- **DOCUMENT SEGMENT**:
## START

A comprehensive overview of various urban freight tour models has been provided in Holguín-Veras et al. [23] and a system of models able to simulate urban freight-shipment tours to estimate freight vehicle origin–destination flows is presented in Nuzzolo and Comi [24]. Among those previous studies, a ring-sweep algorithm [5] is adopted in this research to estimate the total freight-delivery cost within various freight regions in the U.S. since we consider a large number of supply or demand points in delivery regions. Then, the amount of CO₂ emission production in the study regions caused by freight-delivery activities can be computed by applying appropriate emission factor [25]. Since the ring-sweep algorithm assumes freight demand points are homogeneous, the same amount of identical freight is required to be delivered from a single terminal in a freight region. However, this assumption might not be true in real-world situations, since customers in different industries comprise each freight demand point. Besides, multiple distribution centers can be observed in most real-world freight regions. Thus, in this study, the ring-sweep algorithm is modified to address these issues. We consider employees in wholesale trade, retail trade, and manufacturing industries to represent each freight demand point. Also, large numbers of truck and railroad terminals are included in the proposed model. To obtain the total cost for collecting the freight, we can assume the large number of supply points at an origin region (instead of demand points at a destination region) need to be served and the same approach can be applied.

3. Model Formulation

The ring-sweep algorithm is briefly introduced to explain the basic concept of the methodology in this study. Then, the original ring-sweep algorithm is modified to be applied to the regional freight-delivery problem.

3.1. Ring-Sweep Algorithm Review

The ring-sweep algorithm proposed by Newell and Daganzo [5] is based on an asymptotic approximation method, which assumes customer demand follows a continuous density function that may vary slowly over space. This algorithm is suitable for problems that involve a significantly large number of demand or supply points in the VRP. The fundamental idea of the algorithm is demonstrated in Figure 1, adapted from Ouyang [21].

Figure 1. Delivery zone construction and shipment activity example.

In Figure 1, a freight-delivery region is described by a square with solid lines, and a grey circle at the right-hand corner represents a distribution center. A large number of freight demands (i.e., customers) are assumed to be randomly distributed within the solid-line square. Trucks from the distribution center need to deliver the products to the customers, some of which are represented by small black squares in this figure. The objective of this problem is to minimize the total cost, the total truck-shipment distance, in order to satisfy the freight demand of the large number of customers. The ring-sweep algorithm assumes identical customers comprise each freight demand point, and the same products are distributed from a single distribution center to each demand point. The freight-delivery region represented by a square with solid lines splits into many delivery zones such as small trapezoids with broken lines. Freight demand in one trapezoid need to be satisfied by one freight truck, i.e., the total demand in one delivery zone is the same as the capacity of one freight truck. Then, a set of trucks needs to travel back and forth between the distribution center and the border of their assigned delivery zones, which is generally described as the line-haul movement. Also, each truck has to visit every demand point within a zone to serve the customer, which is generally described as the local travel. A near-optimal solution to this problem can be computed by summing the line-haul movement distance and the local travel distance across all the divided freight zones in a given region without actual vehicle movement tracking. A set of equations to obtain the near-optimal total vehicle-distance with proof are provided in Newell and Daganzo [5]. To compute the total cost for collecting the freight, the same methodology can be applied assuming that significantly large number of supply points (i.e., producers), instead of demand points, need to be served in a freight region, i.e., an origin of the freight shipment. Note that this study can be considered as the routing problem at the second level in a two-echelon distribution system [26,27] since the distribution centers in this study correspond to the intermediate depots in two-echelon VRP and the location of each distribution center is assumed to be given.

## END

- **DATASET EXCERPT**:
## START

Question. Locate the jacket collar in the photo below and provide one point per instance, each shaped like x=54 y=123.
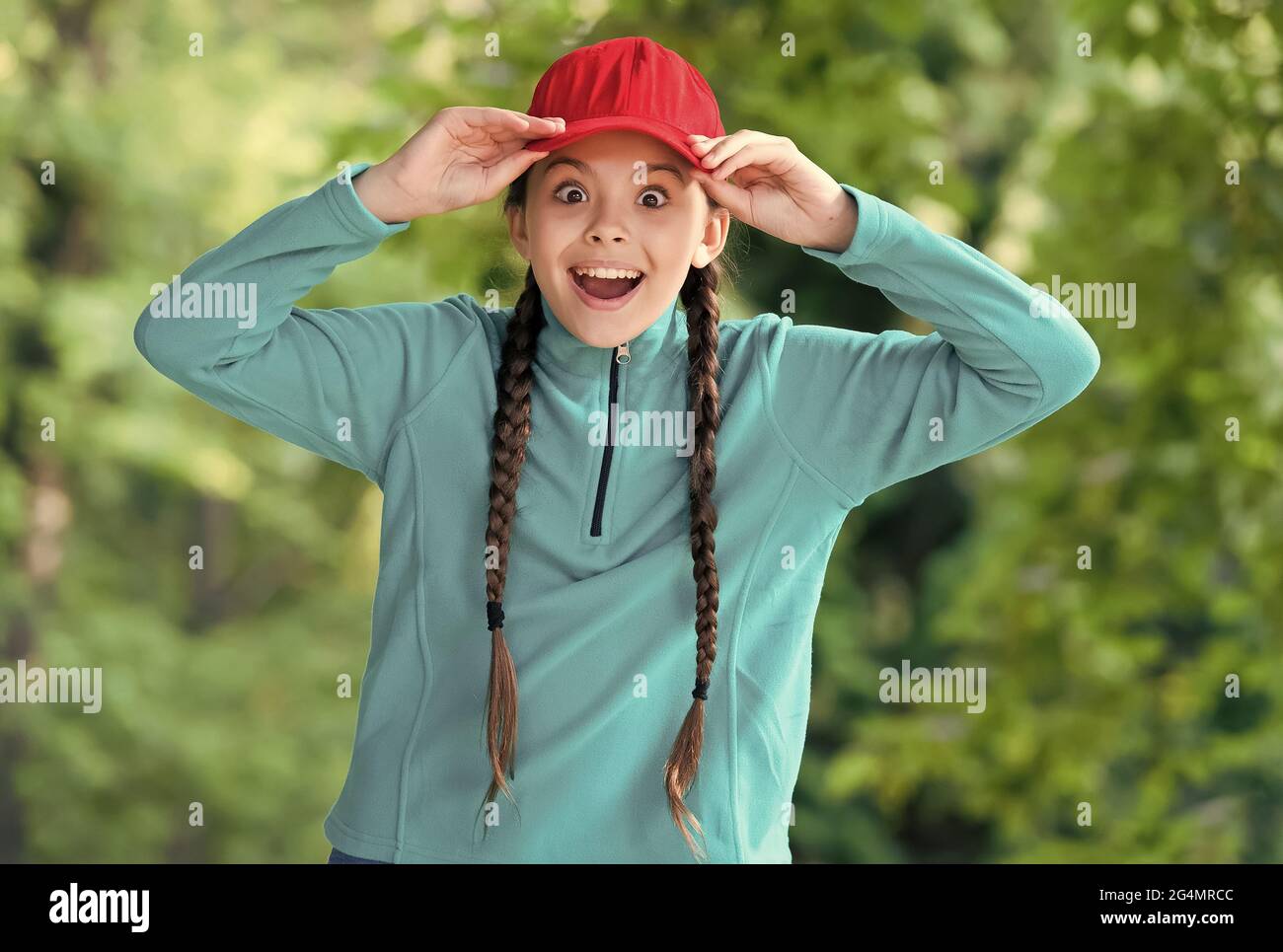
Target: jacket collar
x=658 y=344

## END

- **ACTIONS TO TAKE**:
- A) According to the freight-delivery text, why was the ring-sweep algorithm modified for this study? Answer in one to three sentences.
- B) Resume the freight-delivery text, picking up right after its final sentence.

- **TASK-BY-TASK ANSWERS**:
- A) The original algorithm assumes that freight demand points are homogeneous and that identical freight is delivered from a single terminal in a freight region. In real-world situations, each demand point is made up of customers from different industries, and most freight regions have multiple distribution centers. The algorithm was modified to address these issues.

- B)
3.2. Regional Freight Distribution and Collection Modeling

In an arbitrary freight-delivery region, let $J$ be the total number of randomly distributed freight demand points. Define $o_j$ as distance from a distribution center to the demand point $j$. Also, let $Q$ be a capacity of the delivery truck and $\lambda$ be the demand point density in a given region. Then, the total line-haul movement distance ($L_1$) and the total local travel distance ($L_2$) are proposed as follows in Newell and Daganzo [5], and the near-optimal total vehicle travel distance in a region is sum of Equations (1) and (2):

$$L_1=\frac{2{\displaystyle {\sum }_{j=1}^J{o}_j}}{Q}$$

(1)

$$L_2=\sqrt{\frac{2}{3\lambda }}$$

(2)

The ring-sweep algorithm assumes the demand points in a freight region are homogeneous, which means that the amount of freight required for each demand point is identical. This assumption might not be true in practice since customers in different industries comprise freight demand points. Besides, multiple distribution centers can be observed in most freight-delivery regions. In this study, the original ring-sweep algorithm is modified to resolve these issues and to be applied to real-world freight distribution and collection modeling, in which numbers of truck and railroad terminals are included. Employees in wholesale and retail trade industry as well as manufacturing industry are considered separately, which cover most of the employees across all business sectors in the U.S. For conciseness of presentation, procedures only related to freight distribution from truck terminals are explained.

To construct the regional freight-delivery model from truck terminals, we assume a set of truck terminals $K$ is given, which is composed of arbitrary located multiple terminals in the given freight region. Then, each freight demand point is assigned to the closest terminal. We let $I_k$ be the total number of demand points assigned to the truck terminal $k\in K$, $d_{ki}$ be the distance (miles) from the terminal $k\in K$ to the demand point $i$. Also, the number of employees in a wholesale and retail trade industry and a manufacturing industry in the demand point $i$ are respectively denoted by $E_{1i}$ and $E_{2i}$. The truck capacity is represented by $C$ (tons). Additionally, the total daily freight demand of wholesale and retail trade industry and manufacturing industry in the freight-delivery region are denoted by $D_1$ and $D_2$ (tons per day). Parameters ${\alpha }_1$ and ${\alpha }_2$ represent percentage of employees in wholesale and retail trade industry and manufacturing industry that are served from the truck terminals, respectively. The average number of employees per firm in the wholesale and retail trade industry is represented by $a_1$ and that in the manufacturing industry is denoted by $a_2$ to show how many employees are served on average by one delivery across different industries. The sum of the total area assigned to the terminal $k$ is represented by $A_k$ (square miles).

Considering previous Equations (1) and (2), the total line-haul movement distance and the total local travel distance can be constructed for a specific truck terminal $k$ in the form of (3) and (4) for commodities related to the wholesale and retail trade industry, and (5) and (6) for commodities related to the manufacturing industry; Equations (3) and (5) are related to the line-haul movement and Equations (4) and (6) are for the local travel distance:

$$L_{f1}^k=\frac{2{\alpha }_1{D}_1{\displaystyle {\sum }_{i=1}^{I_k}{E}_{1i}{d}_{ki}}}{C{\displaystyle {\sum }_{i=1}^I{E}_{1i}}}$$

(3)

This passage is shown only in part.